-- GOAL --
Copy out the entries from the line containing "Looking at this interface screenshot, point out the hill" through the line containing "[[245, 326, 260, 350]]", inclusive, replacing "horse" with "donkey" and changing nothing else.

::: GIVEN DATA

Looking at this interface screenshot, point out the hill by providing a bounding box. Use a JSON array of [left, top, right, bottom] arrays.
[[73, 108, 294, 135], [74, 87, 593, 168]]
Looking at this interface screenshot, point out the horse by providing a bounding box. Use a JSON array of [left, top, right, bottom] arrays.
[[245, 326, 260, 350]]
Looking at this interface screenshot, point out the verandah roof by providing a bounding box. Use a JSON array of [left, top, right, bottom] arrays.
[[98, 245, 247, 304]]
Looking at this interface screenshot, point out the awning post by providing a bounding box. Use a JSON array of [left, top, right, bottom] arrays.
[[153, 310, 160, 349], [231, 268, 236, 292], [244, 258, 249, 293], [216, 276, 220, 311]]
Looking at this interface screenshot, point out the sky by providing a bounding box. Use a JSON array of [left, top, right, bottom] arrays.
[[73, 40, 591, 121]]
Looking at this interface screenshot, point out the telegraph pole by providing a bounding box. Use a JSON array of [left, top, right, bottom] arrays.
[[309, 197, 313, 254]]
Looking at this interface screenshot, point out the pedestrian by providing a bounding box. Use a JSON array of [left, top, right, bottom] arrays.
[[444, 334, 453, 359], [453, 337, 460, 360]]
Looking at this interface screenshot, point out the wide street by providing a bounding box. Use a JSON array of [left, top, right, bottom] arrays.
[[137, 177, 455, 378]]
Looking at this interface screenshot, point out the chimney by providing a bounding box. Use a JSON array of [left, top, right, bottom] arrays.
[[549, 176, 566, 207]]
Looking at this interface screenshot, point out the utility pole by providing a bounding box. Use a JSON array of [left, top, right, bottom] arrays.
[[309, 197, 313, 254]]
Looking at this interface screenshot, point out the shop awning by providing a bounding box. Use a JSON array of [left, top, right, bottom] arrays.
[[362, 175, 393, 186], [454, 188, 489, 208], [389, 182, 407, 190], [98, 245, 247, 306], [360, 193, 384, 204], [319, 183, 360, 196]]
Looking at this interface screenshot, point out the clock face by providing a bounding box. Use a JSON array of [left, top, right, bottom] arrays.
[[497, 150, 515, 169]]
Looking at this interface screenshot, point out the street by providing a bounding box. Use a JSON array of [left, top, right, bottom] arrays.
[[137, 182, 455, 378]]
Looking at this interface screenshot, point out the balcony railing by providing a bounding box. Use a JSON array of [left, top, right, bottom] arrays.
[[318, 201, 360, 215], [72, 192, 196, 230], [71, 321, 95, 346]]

::::::
::: GIVEN DATA

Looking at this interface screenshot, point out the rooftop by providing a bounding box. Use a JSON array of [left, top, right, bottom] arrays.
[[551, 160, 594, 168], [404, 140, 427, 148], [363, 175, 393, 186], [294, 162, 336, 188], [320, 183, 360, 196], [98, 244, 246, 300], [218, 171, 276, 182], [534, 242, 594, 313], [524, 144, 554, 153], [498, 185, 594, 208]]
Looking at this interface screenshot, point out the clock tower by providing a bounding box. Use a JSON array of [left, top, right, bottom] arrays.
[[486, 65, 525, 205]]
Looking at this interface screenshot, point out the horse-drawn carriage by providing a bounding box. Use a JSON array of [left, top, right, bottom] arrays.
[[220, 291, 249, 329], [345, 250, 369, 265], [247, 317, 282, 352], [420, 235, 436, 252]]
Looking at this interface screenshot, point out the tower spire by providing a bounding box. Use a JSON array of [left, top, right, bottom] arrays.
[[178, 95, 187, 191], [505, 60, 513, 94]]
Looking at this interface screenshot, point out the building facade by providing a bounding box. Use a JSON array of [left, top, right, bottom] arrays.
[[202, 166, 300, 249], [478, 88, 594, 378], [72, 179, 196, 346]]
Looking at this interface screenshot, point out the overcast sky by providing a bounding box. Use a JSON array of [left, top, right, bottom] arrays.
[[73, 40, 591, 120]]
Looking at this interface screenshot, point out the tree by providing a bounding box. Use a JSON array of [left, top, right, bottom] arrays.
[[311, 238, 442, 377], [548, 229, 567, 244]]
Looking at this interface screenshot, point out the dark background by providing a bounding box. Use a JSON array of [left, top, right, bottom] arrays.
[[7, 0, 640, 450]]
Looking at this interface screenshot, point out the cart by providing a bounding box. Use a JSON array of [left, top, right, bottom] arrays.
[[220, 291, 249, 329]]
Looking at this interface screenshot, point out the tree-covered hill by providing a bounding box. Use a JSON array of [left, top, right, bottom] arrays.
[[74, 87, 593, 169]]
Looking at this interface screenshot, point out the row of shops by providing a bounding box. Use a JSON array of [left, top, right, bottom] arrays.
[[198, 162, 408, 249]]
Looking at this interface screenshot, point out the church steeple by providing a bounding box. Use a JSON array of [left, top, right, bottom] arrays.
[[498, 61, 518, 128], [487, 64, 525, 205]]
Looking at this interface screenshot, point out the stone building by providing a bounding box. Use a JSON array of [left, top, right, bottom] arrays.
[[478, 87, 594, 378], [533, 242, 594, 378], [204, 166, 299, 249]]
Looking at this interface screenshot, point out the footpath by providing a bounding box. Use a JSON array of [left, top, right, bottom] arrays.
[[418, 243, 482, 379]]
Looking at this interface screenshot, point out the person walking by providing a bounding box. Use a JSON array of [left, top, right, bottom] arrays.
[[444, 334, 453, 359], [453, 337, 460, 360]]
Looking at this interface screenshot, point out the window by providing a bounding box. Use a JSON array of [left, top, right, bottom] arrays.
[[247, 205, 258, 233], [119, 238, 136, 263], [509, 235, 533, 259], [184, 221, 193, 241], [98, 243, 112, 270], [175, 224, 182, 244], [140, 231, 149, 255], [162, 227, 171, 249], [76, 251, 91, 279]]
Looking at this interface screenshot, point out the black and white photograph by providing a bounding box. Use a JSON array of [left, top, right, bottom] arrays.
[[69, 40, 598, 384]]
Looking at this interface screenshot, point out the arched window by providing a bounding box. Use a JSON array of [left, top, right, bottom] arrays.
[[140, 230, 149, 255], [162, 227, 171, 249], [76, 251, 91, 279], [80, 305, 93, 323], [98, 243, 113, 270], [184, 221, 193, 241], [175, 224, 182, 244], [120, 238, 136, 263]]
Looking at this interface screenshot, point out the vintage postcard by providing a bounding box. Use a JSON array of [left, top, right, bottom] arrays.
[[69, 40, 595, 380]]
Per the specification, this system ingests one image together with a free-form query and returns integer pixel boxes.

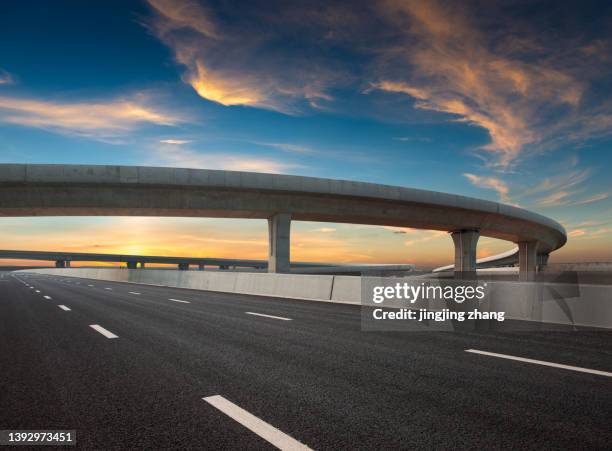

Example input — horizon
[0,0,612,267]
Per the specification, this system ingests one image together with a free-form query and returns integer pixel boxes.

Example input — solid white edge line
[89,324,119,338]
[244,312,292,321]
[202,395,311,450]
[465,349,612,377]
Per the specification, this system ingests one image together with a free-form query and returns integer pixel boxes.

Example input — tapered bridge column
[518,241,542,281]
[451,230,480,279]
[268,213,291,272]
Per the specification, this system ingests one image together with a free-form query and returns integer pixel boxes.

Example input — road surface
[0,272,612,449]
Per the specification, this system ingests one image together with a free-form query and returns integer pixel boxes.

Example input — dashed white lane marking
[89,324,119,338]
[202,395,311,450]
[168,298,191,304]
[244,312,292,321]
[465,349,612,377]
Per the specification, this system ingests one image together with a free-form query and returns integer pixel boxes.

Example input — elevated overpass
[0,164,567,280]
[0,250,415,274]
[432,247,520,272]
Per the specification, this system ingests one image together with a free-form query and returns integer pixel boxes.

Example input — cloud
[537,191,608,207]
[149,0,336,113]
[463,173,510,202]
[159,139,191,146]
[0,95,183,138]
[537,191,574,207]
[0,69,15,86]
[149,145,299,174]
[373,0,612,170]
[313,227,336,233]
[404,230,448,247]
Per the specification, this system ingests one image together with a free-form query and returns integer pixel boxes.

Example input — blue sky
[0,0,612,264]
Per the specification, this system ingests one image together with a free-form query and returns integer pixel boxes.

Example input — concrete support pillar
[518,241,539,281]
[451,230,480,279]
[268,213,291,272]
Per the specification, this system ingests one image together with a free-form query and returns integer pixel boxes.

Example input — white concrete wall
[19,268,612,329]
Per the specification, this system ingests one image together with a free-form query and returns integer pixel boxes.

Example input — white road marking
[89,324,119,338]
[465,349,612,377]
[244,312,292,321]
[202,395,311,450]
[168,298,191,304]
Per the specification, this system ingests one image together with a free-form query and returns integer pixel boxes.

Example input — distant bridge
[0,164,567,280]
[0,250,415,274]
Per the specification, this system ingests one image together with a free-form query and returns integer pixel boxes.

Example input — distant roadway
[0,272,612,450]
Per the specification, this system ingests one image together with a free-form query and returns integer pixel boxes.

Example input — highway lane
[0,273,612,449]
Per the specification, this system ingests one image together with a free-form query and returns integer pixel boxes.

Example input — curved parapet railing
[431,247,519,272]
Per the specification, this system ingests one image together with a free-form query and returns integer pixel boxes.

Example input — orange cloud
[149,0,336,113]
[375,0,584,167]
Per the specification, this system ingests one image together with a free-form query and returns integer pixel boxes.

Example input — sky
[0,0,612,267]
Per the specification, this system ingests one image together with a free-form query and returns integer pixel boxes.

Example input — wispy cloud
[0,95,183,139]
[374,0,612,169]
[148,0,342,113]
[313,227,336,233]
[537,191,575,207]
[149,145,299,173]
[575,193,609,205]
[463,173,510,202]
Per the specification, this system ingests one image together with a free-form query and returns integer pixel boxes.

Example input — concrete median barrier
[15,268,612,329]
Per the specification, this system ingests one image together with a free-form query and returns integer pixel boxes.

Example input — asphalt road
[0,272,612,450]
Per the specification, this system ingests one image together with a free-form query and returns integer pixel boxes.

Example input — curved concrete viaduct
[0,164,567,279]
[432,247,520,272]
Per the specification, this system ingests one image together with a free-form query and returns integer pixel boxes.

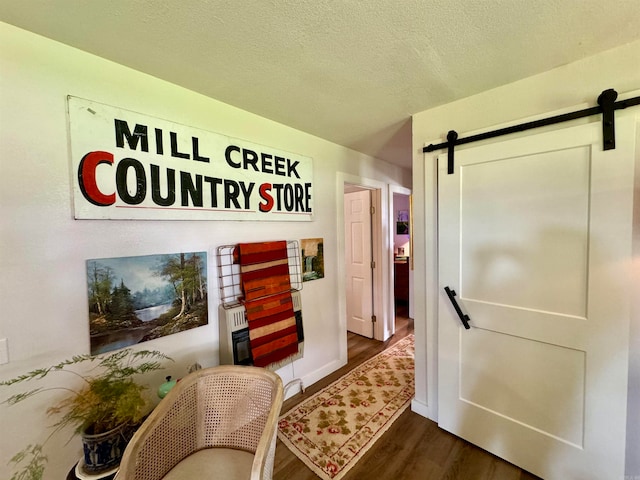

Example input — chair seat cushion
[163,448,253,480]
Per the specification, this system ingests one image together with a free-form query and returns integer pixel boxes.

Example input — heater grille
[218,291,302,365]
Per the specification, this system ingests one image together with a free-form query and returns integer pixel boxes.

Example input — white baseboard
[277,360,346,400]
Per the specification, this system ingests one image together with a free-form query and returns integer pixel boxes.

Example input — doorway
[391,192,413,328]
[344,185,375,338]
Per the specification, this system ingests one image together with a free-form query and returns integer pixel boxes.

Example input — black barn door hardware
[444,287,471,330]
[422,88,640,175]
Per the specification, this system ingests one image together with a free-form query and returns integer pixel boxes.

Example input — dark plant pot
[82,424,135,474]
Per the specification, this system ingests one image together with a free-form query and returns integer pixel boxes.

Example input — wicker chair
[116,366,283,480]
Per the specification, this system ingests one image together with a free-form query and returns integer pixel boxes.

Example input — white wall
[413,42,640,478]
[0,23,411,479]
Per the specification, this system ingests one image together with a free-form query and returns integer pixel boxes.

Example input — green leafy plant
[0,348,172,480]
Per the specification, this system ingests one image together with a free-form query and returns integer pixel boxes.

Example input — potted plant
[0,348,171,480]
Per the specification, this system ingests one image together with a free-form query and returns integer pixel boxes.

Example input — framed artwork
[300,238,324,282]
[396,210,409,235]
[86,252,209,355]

::::::
::: GIVEN DATA

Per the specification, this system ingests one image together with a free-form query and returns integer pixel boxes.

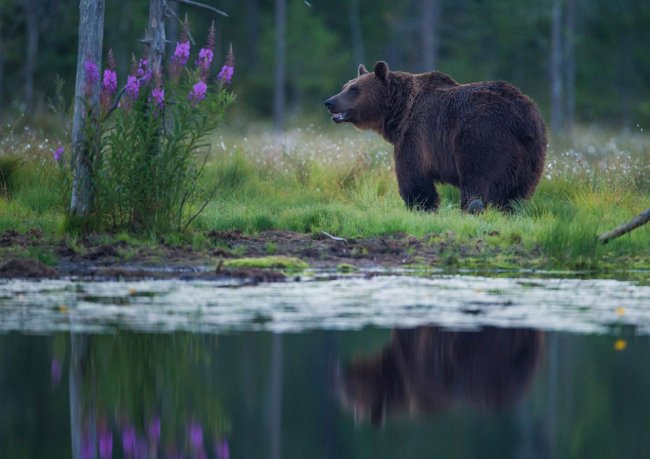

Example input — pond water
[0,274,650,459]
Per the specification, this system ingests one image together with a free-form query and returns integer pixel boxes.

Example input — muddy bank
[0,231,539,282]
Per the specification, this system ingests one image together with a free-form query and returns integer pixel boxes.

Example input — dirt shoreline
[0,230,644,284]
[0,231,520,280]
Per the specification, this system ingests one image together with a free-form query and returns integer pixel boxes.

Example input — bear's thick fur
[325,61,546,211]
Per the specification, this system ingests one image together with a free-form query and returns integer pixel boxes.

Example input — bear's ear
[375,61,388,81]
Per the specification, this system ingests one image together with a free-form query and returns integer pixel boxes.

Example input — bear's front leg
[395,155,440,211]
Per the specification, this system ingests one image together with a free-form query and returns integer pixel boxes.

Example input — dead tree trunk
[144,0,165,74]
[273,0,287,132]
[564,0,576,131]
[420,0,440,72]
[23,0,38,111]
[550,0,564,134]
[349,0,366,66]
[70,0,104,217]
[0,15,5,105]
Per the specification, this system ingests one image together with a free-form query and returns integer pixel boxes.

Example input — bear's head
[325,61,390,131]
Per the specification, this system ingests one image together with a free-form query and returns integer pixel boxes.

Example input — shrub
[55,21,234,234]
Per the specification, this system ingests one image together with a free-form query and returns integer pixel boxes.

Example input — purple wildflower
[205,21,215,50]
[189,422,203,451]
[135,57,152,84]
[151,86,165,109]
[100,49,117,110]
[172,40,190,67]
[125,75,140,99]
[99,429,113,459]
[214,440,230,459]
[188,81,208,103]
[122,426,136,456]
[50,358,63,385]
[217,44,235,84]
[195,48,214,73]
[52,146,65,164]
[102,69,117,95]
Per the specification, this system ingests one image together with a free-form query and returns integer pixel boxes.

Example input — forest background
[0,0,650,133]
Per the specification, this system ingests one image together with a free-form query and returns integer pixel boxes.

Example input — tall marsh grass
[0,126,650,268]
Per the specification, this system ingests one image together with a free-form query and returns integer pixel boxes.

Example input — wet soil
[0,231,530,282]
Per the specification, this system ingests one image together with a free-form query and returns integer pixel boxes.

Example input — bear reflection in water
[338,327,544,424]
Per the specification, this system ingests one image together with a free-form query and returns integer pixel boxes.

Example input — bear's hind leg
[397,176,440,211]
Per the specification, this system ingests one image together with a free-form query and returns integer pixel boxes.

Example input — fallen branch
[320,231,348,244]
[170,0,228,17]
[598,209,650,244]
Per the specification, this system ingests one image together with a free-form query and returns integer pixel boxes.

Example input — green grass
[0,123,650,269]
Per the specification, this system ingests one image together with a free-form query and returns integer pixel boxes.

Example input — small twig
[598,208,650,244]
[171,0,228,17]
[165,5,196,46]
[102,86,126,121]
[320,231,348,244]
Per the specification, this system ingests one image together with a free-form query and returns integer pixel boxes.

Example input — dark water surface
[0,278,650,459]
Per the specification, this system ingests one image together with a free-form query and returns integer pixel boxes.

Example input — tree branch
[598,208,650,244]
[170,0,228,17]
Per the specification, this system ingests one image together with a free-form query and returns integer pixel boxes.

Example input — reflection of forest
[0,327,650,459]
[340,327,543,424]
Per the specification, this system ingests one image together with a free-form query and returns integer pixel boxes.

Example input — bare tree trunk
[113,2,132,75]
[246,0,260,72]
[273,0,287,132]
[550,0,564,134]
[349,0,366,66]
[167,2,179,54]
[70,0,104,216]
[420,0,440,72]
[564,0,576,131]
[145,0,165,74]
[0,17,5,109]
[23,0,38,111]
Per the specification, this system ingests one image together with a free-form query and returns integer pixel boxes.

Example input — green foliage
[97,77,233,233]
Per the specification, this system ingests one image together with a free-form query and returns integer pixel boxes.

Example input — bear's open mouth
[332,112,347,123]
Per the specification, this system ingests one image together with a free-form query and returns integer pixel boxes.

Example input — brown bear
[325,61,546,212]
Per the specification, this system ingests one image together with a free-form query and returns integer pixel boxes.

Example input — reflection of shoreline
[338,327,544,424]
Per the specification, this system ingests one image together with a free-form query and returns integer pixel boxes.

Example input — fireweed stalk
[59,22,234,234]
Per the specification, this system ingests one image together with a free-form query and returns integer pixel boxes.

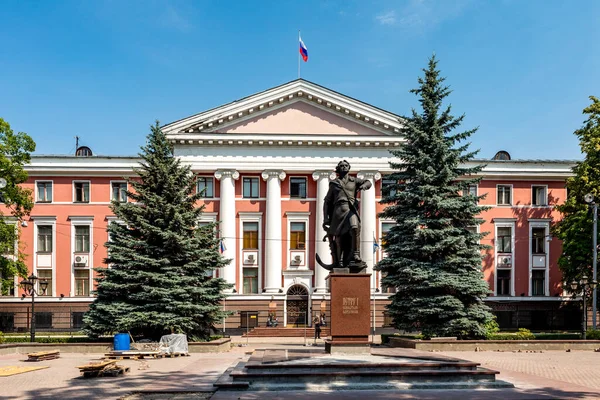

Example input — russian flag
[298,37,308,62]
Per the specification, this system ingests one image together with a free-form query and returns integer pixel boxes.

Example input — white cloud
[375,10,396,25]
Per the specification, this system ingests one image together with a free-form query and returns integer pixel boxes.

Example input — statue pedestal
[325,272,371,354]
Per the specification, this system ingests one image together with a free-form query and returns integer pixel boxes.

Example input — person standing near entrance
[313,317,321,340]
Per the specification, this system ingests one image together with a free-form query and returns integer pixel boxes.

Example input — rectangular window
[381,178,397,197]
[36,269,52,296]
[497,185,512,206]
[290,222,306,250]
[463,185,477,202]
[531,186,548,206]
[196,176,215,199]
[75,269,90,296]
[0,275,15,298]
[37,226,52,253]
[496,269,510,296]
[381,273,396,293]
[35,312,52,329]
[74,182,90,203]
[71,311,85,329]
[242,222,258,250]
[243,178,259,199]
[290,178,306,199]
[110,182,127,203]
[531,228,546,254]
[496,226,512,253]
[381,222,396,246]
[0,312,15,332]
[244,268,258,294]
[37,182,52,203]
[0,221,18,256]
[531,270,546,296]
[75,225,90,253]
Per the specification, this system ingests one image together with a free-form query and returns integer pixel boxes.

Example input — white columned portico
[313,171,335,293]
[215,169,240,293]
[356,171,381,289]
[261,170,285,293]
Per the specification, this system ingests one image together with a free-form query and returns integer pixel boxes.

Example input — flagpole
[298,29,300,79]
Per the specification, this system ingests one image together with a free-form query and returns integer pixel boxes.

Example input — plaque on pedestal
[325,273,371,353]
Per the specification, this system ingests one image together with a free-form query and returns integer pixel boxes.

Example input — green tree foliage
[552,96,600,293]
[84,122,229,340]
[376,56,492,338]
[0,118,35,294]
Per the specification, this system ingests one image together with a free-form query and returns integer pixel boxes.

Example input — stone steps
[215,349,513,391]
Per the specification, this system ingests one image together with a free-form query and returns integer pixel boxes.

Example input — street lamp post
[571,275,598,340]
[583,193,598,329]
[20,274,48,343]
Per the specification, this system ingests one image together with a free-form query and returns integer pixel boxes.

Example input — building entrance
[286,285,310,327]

::::::

-- ANSWER FOR THE TASK --
Looking at this interface screenshot, point out the hill by providing a bounding box. Use a JSON array of [left, top, right, bottom] arrays.
[[73, 108, 294, 135], [74, 87, 593, 168]]
Looking at this interface screenshot, point out the donkey by providing a bounding box. Use a JSON array of [left, top, right, bottom] arrays.
[[245, 326, 260, 350]]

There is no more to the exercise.